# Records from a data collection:
======

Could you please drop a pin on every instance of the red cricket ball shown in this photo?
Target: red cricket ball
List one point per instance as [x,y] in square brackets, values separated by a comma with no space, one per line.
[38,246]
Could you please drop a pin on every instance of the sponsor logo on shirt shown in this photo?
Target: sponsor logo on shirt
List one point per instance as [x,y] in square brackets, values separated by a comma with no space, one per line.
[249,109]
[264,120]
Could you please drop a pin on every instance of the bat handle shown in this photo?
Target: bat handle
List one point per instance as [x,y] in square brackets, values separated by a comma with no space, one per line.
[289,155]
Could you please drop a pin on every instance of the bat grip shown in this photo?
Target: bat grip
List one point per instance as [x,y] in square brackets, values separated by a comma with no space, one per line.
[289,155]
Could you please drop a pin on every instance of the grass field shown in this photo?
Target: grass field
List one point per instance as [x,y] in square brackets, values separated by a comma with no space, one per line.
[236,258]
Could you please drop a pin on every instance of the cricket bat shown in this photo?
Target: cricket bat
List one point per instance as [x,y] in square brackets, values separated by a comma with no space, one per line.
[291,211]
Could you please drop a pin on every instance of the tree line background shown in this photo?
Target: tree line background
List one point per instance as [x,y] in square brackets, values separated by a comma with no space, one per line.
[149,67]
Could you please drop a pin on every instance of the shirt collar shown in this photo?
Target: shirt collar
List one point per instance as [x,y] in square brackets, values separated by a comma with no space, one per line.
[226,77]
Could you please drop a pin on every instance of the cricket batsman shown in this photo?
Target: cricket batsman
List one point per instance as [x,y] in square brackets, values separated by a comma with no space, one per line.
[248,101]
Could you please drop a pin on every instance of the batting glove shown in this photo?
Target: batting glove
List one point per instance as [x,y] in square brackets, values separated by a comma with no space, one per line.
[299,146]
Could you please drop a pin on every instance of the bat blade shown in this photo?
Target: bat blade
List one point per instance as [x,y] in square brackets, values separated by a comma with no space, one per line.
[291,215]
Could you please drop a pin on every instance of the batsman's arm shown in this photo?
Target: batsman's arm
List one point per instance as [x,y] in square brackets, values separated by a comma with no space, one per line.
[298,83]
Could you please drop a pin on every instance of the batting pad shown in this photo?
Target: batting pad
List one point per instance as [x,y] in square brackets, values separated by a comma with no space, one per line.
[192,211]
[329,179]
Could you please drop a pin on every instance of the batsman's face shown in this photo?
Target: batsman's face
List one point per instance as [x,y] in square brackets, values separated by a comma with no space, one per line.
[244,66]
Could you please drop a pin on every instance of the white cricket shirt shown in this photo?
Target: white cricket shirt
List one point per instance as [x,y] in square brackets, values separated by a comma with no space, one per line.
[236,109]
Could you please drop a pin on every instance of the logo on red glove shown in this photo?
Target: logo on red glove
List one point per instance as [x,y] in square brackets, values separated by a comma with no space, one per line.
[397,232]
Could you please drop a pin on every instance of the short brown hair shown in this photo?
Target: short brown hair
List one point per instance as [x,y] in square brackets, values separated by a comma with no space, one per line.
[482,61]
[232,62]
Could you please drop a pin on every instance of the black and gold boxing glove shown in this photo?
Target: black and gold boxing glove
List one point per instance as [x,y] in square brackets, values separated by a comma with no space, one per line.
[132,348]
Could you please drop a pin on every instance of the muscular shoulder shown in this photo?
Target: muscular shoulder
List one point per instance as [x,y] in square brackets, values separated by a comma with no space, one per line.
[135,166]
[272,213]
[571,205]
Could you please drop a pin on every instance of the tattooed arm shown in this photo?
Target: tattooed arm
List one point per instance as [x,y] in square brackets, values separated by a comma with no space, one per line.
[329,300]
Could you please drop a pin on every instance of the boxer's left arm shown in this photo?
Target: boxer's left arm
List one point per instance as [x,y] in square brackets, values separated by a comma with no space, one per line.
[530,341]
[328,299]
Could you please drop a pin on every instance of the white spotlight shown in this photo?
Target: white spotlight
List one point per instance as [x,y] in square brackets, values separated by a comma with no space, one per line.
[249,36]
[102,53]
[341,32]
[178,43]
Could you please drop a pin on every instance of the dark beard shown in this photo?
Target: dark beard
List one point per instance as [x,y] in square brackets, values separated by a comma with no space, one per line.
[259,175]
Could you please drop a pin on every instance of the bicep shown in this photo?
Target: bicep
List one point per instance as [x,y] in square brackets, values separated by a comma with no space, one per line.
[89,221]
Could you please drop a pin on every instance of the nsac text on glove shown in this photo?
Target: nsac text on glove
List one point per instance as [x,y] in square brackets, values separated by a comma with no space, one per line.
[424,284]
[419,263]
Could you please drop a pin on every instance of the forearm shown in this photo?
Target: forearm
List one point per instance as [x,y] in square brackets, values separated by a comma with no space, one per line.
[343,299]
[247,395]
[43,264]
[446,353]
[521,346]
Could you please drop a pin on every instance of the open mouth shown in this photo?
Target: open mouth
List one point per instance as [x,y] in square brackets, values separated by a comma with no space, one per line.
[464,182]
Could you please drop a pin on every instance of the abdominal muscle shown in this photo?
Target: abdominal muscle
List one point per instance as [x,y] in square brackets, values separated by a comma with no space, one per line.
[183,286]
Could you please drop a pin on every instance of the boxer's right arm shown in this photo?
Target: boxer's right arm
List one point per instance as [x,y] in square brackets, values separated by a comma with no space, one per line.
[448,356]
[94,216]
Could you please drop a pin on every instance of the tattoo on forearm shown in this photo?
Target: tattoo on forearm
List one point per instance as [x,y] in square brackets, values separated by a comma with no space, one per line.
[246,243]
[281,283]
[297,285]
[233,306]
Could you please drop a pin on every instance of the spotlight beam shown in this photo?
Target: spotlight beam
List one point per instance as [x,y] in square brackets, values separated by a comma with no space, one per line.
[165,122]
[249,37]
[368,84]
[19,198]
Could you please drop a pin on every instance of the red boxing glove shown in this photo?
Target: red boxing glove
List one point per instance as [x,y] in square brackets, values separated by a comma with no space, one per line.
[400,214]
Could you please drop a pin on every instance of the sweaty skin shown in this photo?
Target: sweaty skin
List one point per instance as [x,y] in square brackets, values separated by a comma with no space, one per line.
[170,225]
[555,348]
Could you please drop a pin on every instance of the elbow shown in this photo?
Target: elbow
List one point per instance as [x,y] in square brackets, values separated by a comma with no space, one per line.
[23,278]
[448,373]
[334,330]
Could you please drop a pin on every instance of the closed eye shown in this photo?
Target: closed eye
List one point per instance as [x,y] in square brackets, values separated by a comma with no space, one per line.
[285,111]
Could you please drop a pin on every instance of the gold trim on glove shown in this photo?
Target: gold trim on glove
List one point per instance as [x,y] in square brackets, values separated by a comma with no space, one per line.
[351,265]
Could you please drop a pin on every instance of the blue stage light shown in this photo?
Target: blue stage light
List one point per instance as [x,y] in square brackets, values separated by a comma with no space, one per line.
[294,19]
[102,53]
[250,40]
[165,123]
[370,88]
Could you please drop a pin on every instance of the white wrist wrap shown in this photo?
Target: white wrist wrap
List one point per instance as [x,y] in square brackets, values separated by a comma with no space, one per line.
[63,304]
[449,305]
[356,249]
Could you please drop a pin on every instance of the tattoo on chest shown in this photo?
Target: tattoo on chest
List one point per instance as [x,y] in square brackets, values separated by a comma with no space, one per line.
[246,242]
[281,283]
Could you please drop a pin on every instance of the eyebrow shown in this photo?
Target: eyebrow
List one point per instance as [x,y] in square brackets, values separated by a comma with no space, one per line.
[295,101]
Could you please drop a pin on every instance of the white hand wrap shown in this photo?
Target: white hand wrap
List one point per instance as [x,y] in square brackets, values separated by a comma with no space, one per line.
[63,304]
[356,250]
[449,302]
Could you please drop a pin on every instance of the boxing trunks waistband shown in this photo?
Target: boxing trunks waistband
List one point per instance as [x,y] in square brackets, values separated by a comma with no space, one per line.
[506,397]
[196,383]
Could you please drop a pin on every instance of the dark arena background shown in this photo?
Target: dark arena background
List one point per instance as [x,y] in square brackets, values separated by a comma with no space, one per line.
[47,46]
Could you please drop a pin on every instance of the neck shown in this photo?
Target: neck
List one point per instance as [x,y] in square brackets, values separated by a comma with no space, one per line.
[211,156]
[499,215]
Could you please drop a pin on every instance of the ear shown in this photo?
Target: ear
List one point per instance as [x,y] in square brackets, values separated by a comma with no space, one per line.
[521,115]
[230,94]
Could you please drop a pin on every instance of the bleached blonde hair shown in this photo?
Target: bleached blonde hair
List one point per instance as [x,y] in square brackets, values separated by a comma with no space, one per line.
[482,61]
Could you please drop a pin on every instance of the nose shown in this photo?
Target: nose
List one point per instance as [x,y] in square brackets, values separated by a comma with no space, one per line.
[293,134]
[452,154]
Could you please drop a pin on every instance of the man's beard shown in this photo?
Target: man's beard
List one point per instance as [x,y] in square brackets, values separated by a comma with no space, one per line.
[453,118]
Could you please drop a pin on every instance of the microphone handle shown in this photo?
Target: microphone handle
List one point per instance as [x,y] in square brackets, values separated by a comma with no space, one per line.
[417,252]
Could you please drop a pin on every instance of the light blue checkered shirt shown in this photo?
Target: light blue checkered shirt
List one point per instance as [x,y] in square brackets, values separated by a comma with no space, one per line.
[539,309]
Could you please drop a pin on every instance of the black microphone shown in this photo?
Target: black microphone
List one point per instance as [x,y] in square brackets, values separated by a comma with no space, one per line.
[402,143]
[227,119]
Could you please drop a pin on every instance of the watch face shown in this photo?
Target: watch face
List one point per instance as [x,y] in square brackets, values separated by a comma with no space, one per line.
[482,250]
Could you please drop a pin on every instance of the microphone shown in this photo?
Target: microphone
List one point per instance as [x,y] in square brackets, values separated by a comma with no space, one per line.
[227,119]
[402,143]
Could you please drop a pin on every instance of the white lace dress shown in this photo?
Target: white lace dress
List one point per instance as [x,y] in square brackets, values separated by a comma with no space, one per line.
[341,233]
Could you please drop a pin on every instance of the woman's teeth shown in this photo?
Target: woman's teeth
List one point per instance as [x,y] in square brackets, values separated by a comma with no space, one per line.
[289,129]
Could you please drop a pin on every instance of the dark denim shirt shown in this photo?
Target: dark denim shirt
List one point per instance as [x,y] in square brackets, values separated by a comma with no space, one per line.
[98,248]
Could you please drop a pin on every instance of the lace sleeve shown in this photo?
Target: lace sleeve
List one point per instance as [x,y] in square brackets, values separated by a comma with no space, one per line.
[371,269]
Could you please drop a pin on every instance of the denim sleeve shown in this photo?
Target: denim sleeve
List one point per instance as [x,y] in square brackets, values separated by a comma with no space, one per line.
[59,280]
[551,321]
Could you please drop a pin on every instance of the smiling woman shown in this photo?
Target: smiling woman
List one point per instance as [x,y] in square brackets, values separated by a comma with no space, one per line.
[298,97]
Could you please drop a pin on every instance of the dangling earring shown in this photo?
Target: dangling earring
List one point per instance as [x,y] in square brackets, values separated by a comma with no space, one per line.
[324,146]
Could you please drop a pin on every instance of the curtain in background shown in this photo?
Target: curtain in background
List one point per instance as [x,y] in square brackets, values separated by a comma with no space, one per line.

======

# Exercise description:
Wherever the string "brown" appears in the entries above, list that line.

# Task result:
Could you please drop a pin on every instance of the short brown hair shown in this photo?
Target: short brown hair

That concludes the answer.